=== EXCERPTED TEXT ===

Return on Assets [ROA] illustrates how much a company is generating in earnings from its assets alone. This metric gives investors a picture of how profitable the company is relative to the assets in current possession. As well, it lets investors see how efficient and effective management is at generating earnings from the company's assets. While most management teams can probably make money by throwing money at an issue very few can make very large profits with little investment.
We first looked for mid-cap stocks. Next, we then screened for businesses that are trading at a discount (P/E<10)(PEG Ratio < 1). Next, we screened for businesses with strong profit margins (1-year operating margin>15%)(ROA [TTM]>10%). We did not screen out any sectors.
Do you think these mid-cap stocks have higher to rise? Use our screened list as a starting point for your own analysis.
American Capital, Ltd. (NASDAQ:ACAS)

===

- [EXERCISE REQUIREMENTS]:
#1 From the mid-cap stock screen passage, list every numeric cutoff used in the screen, with the metric each one applies to.
#2 Continue the mid-cap stock screen passage after its final line, "American Capital, Ltd. (NASDAQ:ACAS)".

=== THE DATA ===

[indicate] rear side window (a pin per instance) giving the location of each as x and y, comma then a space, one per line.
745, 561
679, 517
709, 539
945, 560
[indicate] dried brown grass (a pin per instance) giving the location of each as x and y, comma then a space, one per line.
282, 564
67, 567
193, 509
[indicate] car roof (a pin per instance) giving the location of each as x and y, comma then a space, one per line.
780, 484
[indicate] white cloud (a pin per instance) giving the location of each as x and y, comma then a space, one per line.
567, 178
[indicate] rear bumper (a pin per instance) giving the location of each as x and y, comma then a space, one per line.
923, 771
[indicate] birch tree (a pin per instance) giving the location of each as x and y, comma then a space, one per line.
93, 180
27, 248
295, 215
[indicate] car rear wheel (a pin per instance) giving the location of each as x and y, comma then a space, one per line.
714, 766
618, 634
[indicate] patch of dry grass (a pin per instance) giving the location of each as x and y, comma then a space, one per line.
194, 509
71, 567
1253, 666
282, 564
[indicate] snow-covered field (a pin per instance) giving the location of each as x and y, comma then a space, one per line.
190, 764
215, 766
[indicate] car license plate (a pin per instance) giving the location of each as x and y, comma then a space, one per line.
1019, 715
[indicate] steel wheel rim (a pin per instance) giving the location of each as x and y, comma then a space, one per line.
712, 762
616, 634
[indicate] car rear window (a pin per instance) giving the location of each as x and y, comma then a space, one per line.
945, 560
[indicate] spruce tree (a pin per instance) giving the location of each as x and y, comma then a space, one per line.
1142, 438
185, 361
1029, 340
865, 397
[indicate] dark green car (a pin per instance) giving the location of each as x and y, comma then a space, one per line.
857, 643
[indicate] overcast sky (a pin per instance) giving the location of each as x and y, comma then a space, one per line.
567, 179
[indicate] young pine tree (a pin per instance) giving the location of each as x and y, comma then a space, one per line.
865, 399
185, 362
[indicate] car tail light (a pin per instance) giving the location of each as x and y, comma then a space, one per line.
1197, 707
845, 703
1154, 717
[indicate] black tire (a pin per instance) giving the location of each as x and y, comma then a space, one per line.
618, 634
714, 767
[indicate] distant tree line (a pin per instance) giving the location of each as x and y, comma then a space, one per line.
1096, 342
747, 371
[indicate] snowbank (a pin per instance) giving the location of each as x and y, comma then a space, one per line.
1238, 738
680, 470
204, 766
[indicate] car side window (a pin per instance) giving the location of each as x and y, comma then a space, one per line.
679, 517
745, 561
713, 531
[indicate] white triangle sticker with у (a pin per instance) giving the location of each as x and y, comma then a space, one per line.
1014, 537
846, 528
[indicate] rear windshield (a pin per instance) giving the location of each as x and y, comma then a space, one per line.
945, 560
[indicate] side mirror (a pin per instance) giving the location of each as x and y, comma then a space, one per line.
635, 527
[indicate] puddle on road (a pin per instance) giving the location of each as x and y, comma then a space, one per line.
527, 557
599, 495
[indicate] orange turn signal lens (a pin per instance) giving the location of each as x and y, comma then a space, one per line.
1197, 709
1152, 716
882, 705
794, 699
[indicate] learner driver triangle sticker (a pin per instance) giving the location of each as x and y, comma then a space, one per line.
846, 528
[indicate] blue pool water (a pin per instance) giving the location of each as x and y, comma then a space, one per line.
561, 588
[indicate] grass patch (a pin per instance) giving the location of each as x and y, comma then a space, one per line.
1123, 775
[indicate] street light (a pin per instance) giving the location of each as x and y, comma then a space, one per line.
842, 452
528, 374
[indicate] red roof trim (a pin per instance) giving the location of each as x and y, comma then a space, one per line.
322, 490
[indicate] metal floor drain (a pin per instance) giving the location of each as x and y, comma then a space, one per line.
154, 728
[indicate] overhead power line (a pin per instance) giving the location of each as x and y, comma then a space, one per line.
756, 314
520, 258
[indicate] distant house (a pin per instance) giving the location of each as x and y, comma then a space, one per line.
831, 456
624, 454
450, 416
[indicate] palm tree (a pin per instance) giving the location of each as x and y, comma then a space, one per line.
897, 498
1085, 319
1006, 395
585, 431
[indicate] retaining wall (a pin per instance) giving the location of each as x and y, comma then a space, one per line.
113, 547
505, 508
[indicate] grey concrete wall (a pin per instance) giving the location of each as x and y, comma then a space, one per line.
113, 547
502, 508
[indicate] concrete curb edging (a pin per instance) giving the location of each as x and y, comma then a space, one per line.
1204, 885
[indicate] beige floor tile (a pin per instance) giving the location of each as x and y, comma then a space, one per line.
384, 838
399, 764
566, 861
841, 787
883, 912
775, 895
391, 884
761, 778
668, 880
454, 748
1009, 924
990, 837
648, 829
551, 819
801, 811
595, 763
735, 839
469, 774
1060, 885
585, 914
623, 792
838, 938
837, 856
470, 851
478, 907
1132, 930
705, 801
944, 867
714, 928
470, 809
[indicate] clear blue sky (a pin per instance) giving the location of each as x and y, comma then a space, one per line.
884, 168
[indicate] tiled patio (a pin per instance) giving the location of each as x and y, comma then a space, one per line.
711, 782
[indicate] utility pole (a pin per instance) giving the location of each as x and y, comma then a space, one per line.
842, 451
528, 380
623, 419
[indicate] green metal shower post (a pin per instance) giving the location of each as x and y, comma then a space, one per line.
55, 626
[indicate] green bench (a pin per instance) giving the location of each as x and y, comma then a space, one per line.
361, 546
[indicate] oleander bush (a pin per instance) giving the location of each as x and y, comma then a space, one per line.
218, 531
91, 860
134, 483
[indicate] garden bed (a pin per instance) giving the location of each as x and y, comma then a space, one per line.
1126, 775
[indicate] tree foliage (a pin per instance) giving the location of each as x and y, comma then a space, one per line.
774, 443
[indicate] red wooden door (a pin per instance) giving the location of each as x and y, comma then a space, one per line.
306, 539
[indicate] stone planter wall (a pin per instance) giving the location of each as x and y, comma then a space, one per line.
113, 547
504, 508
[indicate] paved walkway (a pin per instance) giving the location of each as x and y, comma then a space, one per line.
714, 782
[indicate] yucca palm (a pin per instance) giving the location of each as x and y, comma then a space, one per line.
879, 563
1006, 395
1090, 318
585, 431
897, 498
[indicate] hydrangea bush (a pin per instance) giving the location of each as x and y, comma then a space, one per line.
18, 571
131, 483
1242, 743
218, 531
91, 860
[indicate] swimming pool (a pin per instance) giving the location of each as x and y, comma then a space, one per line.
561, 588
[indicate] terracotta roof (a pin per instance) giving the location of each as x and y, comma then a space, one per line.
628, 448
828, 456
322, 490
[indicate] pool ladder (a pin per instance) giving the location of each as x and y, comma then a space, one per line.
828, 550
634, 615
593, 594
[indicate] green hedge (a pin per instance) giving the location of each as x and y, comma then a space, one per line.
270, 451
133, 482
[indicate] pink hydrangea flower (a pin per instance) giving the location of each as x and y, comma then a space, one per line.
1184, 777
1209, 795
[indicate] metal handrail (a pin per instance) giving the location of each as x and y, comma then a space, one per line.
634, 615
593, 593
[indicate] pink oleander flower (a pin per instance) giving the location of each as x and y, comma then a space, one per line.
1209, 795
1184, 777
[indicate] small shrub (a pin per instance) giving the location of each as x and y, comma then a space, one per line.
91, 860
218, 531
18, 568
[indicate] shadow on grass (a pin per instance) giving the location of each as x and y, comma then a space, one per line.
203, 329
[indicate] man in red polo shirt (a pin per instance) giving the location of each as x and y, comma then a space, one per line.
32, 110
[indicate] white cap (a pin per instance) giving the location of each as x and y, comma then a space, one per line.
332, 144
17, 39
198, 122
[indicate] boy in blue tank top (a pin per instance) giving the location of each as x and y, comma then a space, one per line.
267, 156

===

- [ANSWERS TO EACH TASK]:
#1
- P/E below 10
- PEG ratio below 1
- 1-year operating margin above 15%
- ROA (TTM) above 10%

#2
American Capital, Ltd. has a Price/Earnings Ratio of 2.85; a Price/Earnings to Growth Ratio of 0.19; Operating Profit Margin of 51.81%; and Return on Assets of 18.88%. The short interest was 1.06% as of 05/06/2012. American Capital, Ltd. is a private equity and venture capital firm specializing in management and employee buyouts, mezzanine, acquisition, recapitalization, middle market, and growth capital investments. The firm seeks to invest in senior debt mezzanine and equity financing for buyouts of private equity firms and direct in private and public companies. It also invests in special situations and in government.
MGM Resorts International (NYSE:MGM)
|Industry:||Resorts & Casinos|
MGM Resorts International has a Price/Earnings Ratio of 2.37; Price/Earnings to Growth Ratio of 0.18; Operating Profit Margin of 47.31%; and Return on Assets of 13.53%. The short interest was 8.84% as of 05/06/2012. MGM Resorts International, through its subsidiaries, owns and operates casino resorts. Its casino resorts offer gaming, hotel, convention, dining, entertainment, retail, and other resort amenities. The company also owns and operates Shadow Creek golf course in North Las Vegas; Fallen Oak golf course in Saucier, Mississippi; and the Primm Valley golf club at the California state line.
United Therapeutics Corporation (NASDAQ:UTHR)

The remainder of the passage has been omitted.